Problem details » Copy every line of the records below that holds the word "curled".

Data listing »
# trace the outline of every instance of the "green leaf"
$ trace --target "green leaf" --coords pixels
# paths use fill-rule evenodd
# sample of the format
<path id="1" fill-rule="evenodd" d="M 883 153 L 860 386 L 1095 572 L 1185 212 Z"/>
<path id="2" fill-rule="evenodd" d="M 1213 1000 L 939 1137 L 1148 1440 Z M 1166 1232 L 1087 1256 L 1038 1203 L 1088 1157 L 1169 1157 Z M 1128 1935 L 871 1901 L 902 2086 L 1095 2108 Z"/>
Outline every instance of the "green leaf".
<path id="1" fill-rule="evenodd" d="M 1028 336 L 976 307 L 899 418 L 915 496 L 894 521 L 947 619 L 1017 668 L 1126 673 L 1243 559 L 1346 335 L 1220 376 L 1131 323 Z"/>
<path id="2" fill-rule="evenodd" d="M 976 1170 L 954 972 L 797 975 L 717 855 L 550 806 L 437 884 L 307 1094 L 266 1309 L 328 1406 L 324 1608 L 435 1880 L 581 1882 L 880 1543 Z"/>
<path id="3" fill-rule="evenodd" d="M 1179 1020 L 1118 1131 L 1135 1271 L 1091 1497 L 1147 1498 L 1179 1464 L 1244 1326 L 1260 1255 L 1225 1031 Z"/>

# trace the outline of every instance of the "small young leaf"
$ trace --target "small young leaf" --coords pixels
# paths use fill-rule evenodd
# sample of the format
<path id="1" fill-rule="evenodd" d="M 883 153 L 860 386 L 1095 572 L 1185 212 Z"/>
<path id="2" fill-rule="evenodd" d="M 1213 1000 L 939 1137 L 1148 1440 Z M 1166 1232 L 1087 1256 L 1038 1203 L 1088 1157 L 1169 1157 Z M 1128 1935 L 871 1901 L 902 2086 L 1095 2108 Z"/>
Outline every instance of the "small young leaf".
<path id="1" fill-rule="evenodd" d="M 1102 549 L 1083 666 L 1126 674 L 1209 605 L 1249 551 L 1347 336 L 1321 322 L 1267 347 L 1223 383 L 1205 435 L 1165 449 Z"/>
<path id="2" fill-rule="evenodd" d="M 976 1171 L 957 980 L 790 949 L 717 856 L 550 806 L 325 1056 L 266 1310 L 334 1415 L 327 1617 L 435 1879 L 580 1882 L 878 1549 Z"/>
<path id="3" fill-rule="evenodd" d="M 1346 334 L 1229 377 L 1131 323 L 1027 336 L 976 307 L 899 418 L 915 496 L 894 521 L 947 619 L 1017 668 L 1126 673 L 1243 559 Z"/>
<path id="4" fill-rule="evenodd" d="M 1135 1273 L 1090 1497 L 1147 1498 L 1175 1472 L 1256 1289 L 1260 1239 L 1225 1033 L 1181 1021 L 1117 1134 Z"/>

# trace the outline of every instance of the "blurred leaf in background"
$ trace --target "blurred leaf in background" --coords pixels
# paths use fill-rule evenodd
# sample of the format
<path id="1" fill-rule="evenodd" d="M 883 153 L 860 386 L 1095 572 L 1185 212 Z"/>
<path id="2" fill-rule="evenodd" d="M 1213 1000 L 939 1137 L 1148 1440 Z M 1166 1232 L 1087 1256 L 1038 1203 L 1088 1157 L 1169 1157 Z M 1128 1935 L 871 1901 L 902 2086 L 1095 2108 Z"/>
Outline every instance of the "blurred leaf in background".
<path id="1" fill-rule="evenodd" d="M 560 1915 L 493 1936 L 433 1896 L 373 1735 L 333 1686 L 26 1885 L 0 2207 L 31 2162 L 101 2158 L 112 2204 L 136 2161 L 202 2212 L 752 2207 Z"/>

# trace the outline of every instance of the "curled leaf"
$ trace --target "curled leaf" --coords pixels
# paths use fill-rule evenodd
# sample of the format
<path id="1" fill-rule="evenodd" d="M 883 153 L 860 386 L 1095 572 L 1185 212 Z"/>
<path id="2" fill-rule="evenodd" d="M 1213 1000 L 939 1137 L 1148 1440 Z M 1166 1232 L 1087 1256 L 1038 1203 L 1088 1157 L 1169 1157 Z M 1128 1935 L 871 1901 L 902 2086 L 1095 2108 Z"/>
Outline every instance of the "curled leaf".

Your solution »
# trace the outline of every instance of the "curled leaf"
$ trace --target "curled leaf" --coords pixels
Outline every instance of the "curled leaf".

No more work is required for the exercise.